* SELECTED PASSAGE:
================================
Population (2012 Estimate)
- • Total: 216,500
- • Density: 249.2/km^{2} (645/sq mi)
- Time zone: UTC+3 (EAT)
- Website: www.kaliro.go.ug

= Kaliro District =

Kaliro District is a district in the Eastern Region of Uganda. It was created out of the eastern part of Kamuli District in 2006. Kaliro is the site of the district headquarters.

== Administration and management ==
Kaliro district for its effective Management and Administration it was further divided in several administrative units and these are Bulamogi county and Bulamogi North West county. The two county are also divided into small administrative units that is to say Sub-county, Parish and village.

Bulamogi county has over 11 subcouty and town council and these include:

- Kaliro Town Council
- Bulumba Town Council
- Namwiwa Town Council
- Budomero
- Bumanya
- Buyinda
- Gadumire
- Kasokwe
- Kisinda
- Namugongo
- Namwiwa

Bulamogi North West county is made up of four (4) sub-county and town council.
================================
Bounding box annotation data
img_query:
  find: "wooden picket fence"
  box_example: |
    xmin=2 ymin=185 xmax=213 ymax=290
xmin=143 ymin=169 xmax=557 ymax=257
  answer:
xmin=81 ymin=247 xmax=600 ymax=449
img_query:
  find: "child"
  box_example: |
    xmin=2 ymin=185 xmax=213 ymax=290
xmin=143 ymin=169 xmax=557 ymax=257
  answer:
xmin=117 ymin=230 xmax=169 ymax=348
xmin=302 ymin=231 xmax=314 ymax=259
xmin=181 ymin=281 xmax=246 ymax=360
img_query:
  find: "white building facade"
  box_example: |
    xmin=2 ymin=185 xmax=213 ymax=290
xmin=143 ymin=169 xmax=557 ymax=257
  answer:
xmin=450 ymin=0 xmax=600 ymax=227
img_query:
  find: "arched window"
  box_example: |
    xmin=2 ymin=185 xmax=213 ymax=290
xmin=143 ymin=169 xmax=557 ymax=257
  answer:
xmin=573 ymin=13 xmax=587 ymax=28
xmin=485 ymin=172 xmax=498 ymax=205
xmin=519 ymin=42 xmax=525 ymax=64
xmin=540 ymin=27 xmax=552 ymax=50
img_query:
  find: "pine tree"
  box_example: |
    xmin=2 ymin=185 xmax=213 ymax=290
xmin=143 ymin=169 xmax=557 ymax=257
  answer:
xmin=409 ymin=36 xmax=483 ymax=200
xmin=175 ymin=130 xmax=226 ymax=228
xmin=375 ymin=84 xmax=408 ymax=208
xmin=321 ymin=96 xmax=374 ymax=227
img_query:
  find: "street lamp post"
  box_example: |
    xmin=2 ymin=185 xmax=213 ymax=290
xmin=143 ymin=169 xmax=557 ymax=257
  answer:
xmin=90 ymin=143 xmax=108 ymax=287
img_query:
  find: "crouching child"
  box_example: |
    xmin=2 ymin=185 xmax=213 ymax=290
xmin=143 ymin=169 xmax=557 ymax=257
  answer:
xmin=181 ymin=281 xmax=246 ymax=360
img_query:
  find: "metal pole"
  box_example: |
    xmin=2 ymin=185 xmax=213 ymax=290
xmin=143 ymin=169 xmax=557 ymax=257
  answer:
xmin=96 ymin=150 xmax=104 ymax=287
================================
* WRITTEN PROBLEM 1:
According to the Kaliro District passage, which district was Kaliro District formed from, and in what year?
* WRITTEN PROBLEM 2:
Return the Kaliro District passage word for word, from "Kaliro District is" up to and including "Parish and village.".
This data is separate material and has no connection to the Kaliro District passage.

* CORRECT RESULT 1:
It was formed from the eastern part of Kamuli District in 2006.

* CORRECT RESULT 2:
Kaliro District is a district in the Eastern Region of Uganda. It was created out of the eastern part of Kamuli District in 2006. Kaliro is the site of the district headquarters.

== Administration and management ==
Kaliro district for its effective Management and Administration it was further divided in several administrative units and these are Bulamogi county and Bulamogi North West county. The two county are also divided into small administrative units that is to say Sub-county, Parish and village.